Work to complete: Show every line of the records that contains the word "green", matching case exactly.
--- BEGIN Input ---
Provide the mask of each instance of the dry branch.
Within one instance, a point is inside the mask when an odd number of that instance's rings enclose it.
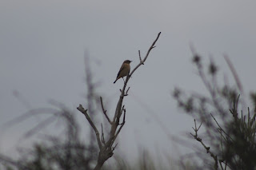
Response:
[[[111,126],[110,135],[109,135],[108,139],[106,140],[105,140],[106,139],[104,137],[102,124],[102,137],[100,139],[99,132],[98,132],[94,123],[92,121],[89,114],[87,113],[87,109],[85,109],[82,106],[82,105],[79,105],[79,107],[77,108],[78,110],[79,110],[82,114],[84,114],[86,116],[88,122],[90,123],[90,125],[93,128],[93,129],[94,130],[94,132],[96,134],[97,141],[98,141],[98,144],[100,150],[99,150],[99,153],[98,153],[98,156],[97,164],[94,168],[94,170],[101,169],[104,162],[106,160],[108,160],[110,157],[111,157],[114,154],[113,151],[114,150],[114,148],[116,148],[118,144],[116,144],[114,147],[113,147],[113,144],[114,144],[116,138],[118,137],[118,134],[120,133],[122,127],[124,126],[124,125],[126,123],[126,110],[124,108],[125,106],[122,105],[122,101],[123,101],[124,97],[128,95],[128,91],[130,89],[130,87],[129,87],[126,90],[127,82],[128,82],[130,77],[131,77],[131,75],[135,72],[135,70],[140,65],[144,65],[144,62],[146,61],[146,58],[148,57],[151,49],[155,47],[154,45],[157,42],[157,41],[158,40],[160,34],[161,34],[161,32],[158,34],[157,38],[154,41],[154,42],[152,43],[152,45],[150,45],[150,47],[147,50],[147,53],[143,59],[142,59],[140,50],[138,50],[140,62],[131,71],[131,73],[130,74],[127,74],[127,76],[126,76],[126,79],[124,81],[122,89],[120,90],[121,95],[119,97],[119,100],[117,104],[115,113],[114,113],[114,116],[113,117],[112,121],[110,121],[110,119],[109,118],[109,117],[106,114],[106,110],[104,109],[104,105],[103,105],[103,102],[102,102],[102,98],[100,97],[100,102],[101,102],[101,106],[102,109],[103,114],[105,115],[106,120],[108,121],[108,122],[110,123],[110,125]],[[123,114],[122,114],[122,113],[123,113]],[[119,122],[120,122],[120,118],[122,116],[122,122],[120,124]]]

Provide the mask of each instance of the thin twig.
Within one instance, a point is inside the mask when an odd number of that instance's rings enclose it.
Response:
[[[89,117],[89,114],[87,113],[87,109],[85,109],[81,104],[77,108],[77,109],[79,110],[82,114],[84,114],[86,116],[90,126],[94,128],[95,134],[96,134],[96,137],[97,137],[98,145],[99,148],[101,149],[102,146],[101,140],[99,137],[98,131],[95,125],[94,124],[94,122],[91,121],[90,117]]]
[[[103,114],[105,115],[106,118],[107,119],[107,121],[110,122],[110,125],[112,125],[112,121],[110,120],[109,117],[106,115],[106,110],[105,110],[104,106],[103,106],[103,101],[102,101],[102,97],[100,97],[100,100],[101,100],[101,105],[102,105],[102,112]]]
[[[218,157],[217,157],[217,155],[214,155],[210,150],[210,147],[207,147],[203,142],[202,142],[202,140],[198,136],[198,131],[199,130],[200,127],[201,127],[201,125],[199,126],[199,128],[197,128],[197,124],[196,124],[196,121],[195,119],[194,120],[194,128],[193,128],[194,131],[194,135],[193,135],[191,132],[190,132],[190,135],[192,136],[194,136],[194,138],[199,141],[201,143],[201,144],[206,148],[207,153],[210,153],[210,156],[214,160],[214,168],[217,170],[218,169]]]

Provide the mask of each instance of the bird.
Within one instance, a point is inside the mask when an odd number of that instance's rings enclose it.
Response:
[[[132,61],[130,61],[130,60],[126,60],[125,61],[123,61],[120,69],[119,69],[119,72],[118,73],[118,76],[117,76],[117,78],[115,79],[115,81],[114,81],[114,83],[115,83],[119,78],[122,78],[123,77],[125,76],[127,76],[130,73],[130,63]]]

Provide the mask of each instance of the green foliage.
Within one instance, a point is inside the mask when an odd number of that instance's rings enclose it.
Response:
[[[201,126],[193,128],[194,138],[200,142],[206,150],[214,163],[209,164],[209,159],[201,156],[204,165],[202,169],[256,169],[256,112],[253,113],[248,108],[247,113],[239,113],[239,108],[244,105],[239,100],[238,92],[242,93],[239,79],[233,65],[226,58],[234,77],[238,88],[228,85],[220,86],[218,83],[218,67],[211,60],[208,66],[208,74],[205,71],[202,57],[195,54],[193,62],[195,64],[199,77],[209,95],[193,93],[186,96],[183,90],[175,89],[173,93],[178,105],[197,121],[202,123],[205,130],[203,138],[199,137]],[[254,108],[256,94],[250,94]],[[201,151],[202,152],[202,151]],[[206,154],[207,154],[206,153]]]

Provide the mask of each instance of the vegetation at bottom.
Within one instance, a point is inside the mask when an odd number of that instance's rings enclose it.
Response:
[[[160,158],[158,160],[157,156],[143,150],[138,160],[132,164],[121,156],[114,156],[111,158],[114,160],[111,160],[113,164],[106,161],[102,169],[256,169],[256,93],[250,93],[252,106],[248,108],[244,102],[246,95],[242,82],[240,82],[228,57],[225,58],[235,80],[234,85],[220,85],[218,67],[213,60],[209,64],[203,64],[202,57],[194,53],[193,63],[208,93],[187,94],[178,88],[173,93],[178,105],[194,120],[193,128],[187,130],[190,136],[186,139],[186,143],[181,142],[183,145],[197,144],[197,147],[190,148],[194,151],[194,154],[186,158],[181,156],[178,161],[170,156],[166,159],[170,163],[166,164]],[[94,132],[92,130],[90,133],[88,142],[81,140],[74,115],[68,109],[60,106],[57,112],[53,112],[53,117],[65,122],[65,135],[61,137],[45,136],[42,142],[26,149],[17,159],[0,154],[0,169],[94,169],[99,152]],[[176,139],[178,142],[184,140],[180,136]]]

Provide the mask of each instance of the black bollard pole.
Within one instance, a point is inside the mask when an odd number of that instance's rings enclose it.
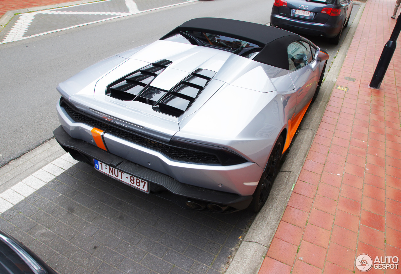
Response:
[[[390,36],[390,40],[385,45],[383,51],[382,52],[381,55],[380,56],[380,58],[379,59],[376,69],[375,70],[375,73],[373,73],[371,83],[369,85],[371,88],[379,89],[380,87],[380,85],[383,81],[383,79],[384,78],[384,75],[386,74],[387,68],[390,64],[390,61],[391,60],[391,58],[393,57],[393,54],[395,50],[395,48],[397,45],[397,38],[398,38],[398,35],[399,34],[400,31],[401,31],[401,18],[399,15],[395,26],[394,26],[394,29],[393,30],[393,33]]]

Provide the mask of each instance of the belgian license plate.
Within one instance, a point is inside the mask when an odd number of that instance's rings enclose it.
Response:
--- END Input ---
--- BEGIN Input ---
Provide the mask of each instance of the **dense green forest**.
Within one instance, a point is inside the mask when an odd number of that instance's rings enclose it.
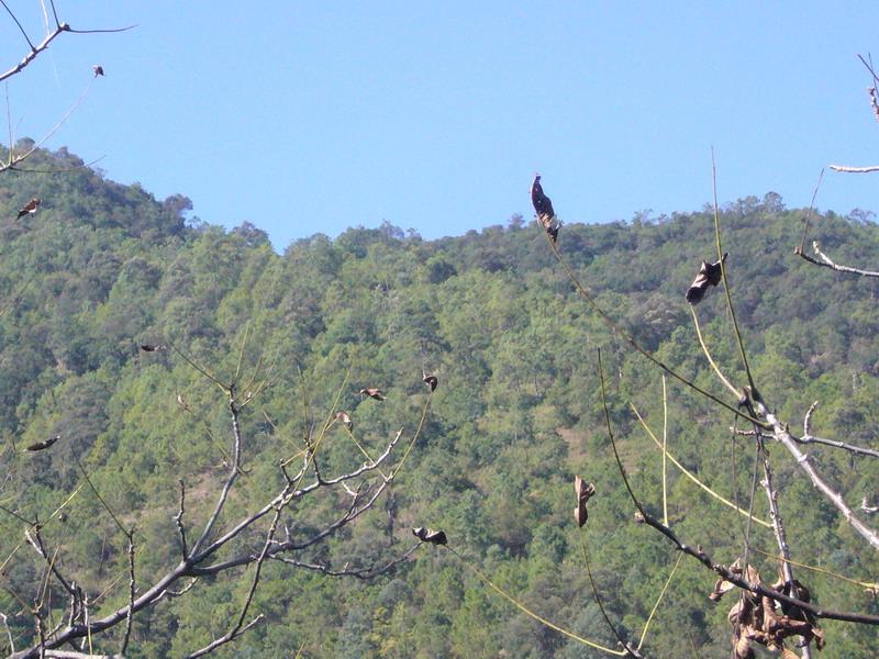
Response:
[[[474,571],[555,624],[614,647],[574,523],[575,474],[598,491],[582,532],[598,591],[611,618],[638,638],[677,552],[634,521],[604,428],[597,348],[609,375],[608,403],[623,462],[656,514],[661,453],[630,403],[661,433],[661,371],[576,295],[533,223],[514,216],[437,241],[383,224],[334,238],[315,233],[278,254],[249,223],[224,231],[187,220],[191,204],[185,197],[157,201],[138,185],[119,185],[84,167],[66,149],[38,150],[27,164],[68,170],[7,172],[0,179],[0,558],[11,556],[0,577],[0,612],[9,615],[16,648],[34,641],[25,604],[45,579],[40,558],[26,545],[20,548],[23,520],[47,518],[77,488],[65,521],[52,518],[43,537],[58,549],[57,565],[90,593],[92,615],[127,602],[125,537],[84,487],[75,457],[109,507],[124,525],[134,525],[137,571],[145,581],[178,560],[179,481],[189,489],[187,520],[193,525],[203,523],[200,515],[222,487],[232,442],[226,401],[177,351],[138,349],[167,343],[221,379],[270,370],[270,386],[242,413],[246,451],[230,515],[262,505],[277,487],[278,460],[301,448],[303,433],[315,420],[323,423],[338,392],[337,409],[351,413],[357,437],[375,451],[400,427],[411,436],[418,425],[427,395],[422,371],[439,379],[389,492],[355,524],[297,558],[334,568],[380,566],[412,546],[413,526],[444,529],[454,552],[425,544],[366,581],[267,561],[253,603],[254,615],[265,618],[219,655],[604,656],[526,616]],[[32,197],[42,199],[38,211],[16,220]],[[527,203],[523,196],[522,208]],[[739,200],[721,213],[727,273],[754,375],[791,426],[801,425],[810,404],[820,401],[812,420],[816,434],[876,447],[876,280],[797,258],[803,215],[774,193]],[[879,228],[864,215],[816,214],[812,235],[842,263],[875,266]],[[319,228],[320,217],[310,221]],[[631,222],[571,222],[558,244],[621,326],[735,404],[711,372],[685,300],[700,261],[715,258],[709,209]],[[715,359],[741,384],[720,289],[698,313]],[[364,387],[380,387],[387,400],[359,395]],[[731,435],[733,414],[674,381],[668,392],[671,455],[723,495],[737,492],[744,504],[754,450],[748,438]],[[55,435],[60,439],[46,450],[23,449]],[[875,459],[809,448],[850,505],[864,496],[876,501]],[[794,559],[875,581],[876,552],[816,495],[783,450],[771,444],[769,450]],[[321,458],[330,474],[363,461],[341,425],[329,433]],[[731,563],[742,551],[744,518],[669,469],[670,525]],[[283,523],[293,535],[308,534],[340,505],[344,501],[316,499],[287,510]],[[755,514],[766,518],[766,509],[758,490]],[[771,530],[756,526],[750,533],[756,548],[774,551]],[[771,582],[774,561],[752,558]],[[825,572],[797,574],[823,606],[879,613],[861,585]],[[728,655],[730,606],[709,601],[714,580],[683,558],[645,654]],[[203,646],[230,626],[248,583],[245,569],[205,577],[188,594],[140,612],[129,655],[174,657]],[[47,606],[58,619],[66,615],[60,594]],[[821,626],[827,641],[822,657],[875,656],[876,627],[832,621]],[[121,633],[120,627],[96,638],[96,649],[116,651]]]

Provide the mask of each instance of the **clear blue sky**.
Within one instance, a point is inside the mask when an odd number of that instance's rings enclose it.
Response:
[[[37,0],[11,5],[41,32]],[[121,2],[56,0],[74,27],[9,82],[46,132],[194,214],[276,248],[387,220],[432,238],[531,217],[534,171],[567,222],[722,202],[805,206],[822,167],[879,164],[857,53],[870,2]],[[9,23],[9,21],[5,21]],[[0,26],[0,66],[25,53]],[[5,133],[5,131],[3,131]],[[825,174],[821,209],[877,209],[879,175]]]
--- END Input ---
Output below:
Provide the mask of each instance of the green foliage.
Provide the mask of each instance of the **dense green forest**.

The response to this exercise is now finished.